* BRIEF: Copy the material from the line containing "(format x=606, y=157)" up to and including the line containing "x=156, y=238", requests and all, scaling each point coordinate in the answers by 2.25 and rounding to whole numbers with halves rounded up. Leave the requests and their format samples unchanged.

---+---

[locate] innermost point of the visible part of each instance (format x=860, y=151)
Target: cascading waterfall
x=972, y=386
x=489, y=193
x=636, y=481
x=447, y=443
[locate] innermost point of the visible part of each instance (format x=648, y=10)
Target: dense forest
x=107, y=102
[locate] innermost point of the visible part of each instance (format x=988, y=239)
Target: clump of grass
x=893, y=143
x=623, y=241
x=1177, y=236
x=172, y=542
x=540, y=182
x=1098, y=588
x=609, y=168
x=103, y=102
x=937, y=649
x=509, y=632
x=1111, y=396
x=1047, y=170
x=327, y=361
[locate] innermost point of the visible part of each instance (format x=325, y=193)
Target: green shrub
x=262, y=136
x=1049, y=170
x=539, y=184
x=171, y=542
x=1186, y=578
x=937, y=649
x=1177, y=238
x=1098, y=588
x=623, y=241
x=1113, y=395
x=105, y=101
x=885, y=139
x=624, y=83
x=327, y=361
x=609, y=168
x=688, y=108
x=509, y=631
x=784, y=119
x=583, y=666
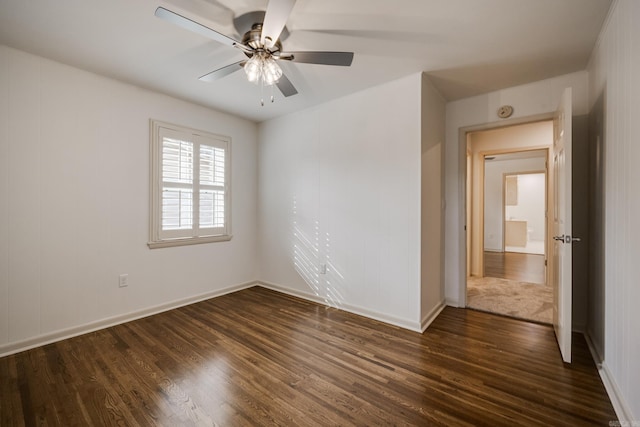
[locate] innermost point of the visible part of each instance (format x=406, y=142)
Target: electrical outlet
x=323, y=269
x=123, y=280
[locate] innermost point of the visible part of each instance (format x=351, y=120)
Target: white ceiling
x=468, y=47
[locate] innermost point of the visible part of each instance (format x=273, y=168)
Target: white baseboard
x=392, y=320
x=48, y=338
x=452, y=303
x=618, y=401
x=431, y=316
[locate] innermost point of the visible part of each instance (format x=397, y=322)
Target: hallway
x=514, y=285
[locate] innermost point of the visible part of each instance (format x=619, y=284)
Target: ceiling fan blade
x=193, y=26
x=222, y=72
x=286, y=87
x=343, y=59
x=274, y=20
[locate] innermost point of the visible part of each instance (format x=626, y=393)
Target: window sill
x=188, y=241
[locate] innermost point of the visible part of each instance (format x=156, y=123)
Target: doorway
x=507, y=220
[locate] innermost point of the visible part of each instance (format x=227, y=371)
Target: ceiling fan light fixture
x=262, y=69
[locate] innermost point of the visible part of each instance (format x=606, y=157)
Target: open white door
x=562, y=239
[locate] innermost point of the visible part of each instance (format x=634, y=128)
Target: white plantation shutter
x=190, y=186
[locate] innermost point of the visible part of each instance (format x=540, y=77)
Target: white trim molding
x=18, y=346
x=616, y=396
x=360, y=311
x=431, y=316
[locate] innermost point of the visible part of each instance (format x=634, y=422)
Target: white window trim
x=156, y=238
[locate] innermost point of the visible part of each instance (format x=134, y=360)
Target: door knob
x=566, y=239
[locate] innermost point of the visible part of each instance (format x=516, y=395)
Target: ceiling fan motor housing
x=252, y=38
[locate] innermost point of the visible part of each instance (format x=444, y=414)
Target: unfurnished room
x=312, y=213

---+---

* SOLUTION TO THIS TASK:
[locate] innermost point of the visible part of each instance (format x=606, y=157)
Target: open white door
x=1265, y=538
[locate] innermost point of the visible part of each instance (format x=634, y=128)
Target: white plantation shutter
x=428, y=419
[locate] innermost point of the visible part of each instance (format x=540, y=77)
Target: white trim molding
x=41, y=779
x=1386, y=891
x=810, y=700
x=970, y=711
[locate] innermost point of the visible part of each instance (format x=634, y=422)
Target: white window trim
x=351, y=536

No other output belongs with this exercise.